[Location identification entries]
-- Start --

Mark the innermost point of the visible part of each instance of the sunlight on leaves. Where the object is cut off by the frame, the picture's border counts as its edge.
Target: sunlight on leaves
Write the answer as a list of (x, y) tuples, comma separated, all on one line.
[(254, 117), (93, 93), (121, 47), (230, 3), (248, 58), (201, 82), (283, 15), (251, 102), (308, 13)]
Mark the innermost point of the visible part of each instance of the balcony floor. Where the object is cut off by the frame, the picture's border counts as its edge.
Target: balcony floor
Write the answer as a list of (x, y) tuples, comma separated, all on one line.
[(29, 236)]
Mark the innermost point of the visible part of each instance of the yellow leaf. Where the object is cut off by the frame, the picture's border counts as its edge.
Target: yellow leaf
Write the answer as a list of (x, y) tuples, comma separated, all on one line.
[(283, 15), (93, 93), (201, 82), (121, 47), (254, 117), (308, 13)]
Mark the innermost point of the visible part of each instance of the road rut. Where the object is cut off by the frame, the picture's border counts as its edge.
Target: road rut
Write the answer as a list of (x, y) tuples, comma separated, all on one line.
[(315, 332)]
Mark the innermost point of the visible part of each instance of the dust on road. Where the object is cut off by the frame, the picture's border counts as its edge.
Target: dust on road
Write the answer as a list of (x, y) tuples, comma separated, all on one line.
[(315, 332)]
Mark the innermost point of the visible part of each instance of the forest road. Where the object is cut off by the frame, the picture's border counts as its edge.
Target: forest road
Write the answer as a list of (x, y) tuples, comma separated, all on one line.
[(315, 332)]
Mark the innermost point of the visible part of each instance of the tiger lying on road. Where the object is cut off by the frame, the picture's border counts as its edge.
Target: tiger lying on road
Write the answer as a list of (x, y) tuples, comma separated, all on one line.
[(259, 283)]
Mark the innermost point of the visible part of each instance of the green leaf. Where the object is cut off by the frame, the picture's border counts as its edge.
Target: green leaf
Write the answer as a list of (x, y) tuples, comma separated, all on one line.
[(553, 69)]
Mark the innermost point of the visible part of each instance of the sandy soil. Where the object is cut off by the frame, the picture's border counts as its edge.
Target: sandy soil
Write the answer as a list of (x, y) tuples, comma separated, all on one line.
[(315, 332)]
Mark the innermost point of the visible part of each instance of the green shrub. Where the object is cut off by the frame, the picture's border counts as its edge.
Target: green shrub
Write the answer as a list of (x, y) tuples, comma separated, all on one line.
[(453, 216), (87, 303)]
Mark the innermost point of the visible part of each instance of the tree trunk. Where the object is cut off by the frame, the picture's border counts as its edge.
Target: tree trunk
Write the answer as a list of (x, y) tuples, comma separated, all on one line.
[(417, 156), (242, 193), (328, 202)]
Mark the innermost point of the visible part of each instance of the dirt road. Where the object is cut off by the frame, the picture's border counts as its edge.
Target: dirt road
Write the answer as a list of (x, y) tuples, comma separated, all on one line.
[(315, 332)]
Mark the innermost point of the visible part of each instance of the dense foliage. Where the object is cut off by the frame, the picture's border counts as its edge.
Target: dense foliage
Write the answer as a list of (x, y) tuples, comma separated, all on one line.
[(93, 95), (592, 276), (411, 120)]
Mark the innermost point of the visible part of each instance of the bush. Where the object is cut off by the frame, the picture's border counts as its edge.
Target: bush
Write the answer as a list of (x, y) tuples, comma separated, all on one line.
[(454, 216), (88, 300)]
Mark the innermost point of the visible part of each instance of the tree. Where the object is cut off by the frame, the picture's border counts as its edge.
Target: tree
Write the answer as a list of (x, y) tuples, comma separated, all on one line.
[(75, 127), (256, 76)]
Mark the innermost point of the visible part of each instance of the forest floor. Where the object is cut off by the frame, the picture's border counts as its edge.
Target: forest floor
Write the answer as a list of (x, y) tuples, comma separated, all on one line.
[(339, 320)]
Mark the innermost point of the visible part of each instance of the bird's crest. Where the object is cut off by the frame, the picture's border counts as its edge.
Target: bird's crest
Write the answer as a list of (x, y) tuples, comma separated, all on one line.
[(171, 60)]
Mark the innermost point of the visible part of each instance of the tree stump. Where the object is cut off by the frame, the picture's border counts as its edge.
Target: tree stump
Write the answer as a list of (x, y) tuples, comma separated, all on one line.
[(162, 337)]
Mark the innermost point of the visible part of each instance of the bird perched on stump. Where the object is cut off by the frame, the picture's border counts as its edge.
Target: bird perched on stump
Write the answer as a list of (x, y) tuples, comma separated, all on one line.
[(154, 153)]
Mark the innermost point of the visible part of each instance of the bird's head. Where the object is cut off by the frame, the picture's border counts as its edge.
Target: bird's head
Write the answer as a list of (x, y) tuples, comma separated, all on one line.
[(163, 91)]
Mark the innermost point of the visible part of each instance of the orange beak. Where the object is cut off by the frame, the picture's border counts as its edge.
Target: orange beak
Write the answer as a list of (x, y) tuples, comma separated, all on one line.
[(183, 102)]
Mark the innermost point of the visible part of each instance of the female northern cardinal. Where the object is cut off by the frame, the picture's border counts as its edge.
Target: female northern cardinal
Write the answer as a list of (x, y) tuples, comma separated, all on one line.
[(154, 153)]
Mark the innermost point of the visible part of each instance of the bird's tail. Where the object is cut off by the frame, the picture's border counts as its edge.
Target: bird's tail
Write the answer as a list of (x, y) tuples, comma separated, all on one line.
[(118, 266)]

-- End --

Set problem.
Restate the listing in full, word for word.

Exercise output.
Mark the innermost point of the visible part of each instance of the sunlight on leaves. Where the object is cut off by the frame, the picture's border counts as its edge.
Target: sunlight on leaves
Write the answer as a list of (x, y) tuples, comma separated, all on one line.
[(254, 117), (93, 93), (121, 47), (230, 3), (248, 58), (201, 82), (283, 15), (251, 102), (308, 13)]
Mark the innermost point of the visible part of each instance of the balcony floor. Where the object is cut off by the frame, the picture's border counts as its edge.
Target: balcony floor
Write the answer as a list of (x, y) tuples, comma separated, all on one line.
[(29, 236)]
Mark the innermost point of the visible part of each instance of the yellow leaf. Where the object is cut off by the frame, the picture's border counts as its edge.
Target: yellow leaf
Write the answer as a list of (x, y) tuples, comma separated, all on one line.
[(283, 15), (93, 93), (201, 82), (121, 47), (254, 117), (308, 13)]
Mark the innermost point of the visible part of each instance of the road rut. Where the object is cut off by the frame, the picture's border counts as its edge.
Target: road rut
Write the answer as a list of (x, y) tuples, comma separated, all on one line.
[(315, 332)]
Mark the innermost point of the visible part of each instance of the dust on road. Where the object is cut off by the frame, the picture's border counts as its edge.
Target: dust on road
Write the answer as a list of (x, y) tuples, comma separated, all on one line.
[(315, 332)]
Mark the innermost point of the visible part of each instance of the forest road. Where the object is cut off by the frame, the picture's border counts as its edge.
Target: forest road
Write the answer as a list of (x, y) tuples, comma separated, all on one line.
[(315, 332)]
Mark the innermost point of the visible part of each instance of the tiger lying on road. Where the object is cut off by the frame, the picture's border counts as its edge.
Target: tiger lying on road
Write the answer as a list of (x, y) tuples, comma separated, all on one line.
[(259, 283)]
Mark the innermost point of the visible part of each instance of the green leaf. Where the object is cut off by the frame, the picture's border counts as its edge.
Target: green leaf
Write the answer as a list of (x, y) tuples, comma separated, all on one line.
[(553, 69)]
Mark the innermost point of the visible part of each instance of the sandy soil. Where the object is cut off by the frame, the picture's border counts as its edge.
Target: sandy soil
Write the answer as a list of (x, y) tuples, comma separated, all on one line.
[(315, 332)]
Mark the innermost point of the visible part of each instance of the green shrub. Where the object is cut off by the frame, the picture's border counts as its edge.
Target: green shrub
Write the answer as a list of (x, y) tuples, comma separated, all on one line.
[(453, 216), (87, 303)]
Mark the innermost point of the visible part of each instance of the tree trunk. Where the object is cut off by the frame, the picture's border counts as its edge.
Target: tree trunk
Write the answer as a list of (x, y) tuples, comma separated, all on one line.
[(417, 156), (242, 193), (328, 202)]
Mark the innermost point of the visible part of each instance of the dirt road. Where the object is cut off by the frame, the picture's border counts as its edge.
Target: dirt road
Write the answer as a list of (x, y) tuples, comma separated, all on one line.
[(315, 332)]
Mark the innermost point of the visible part of each instance of the dense foliage. Where the object is cut off by the frame, the picture's border counts as its edge.
Target: dense foliage
Write the answer as a list of (x, y) tuples, comma separated, all on one line.
[(93, 95), (592, 276), (411, 120)]
Mark the innermost point of the visible part of each instance of the bush. Where the object is cut off by the frame, the picture's border counts as its edge.
Target: bush
Write the answer as a list of (x, y) tuples, comma separated, all on one line.
[(454, 216), (88, 300)]
Mark the innermost point of the visible part of each instance of the tree. Where the object is cut off by the frame, the picture's border counts as its edge.
Target: tree
Write the answer as a list of (x, y) tuples, comma separated, all on one line.
[(75, 127), (256, 76)]
Mark the innermost point of the visible part of each instance of the forest floor. Where the object is cut off by the frame, the picture's border counts as its edge.
Target: forest floor
Write the answer as a list of (x, y) tuples, comma separated, all on one line.
[(339, 320)]
Mark the innermost point of the visible part of each instance of the bird's crest. Where the object is cut off by the frame, the picture's border counts as its edge.
Target: bird's crest
Write the answer as a list of (x, y) tuples, comma separated, all on one line.
[(171, 60)]
Mark the innermost point of the visible part of each instance of the tree stump. Where the object is cut off by the frame, the picture's border counts as its edge.
Target: tree stump
Write the answer as a list of (x, y) tuples, comma separated, all on one line.
[(162, 337)]
Mark the innermost point of the visible part of each instance of the bird perched on stump. Where the object is cut off by the frame, the picture's border counts as its edge.
Target: bird perched on stump
Write the answer as a list of (x, y) tuples, comma separated, all on one line.
[(154, 153)]
Mark the innermost point of the visible part of each instance of the bird's head. Where the object is cut off by the frame, the picture's border counts as its edge.
Target: bird's head
Write the answer as a list of (x, y) tuples, comma separated, all on one line.
[(163, 91)]
Mark the innermost point of the visible part of each instance of the orange beak. Where the object is cut off by the frame, the picture's border counts as its edge.
Target: orange beak
Write the answer as a list of (x, y) tuples, comma separated, all on one line.
[(183, 102)]
Mark the innermost point of the visible part of each instance of the female northern cardinal. Where the object is cut off by the frame, the picture's border counts as its edge.
Target: female northern cardinal
Write the answer as a list of (x, y) tuples, comma separated, all on one line.
[(154, 153)]
Mark the innermost point of the visible part of each instance of the bird's tail. Where the object is cut off by the frame, the picture's border counts as its edge.
Target: bird's tail
Write the answer as a list of (x, y) tuples, comma separated, all on one line.
[(118, 266)]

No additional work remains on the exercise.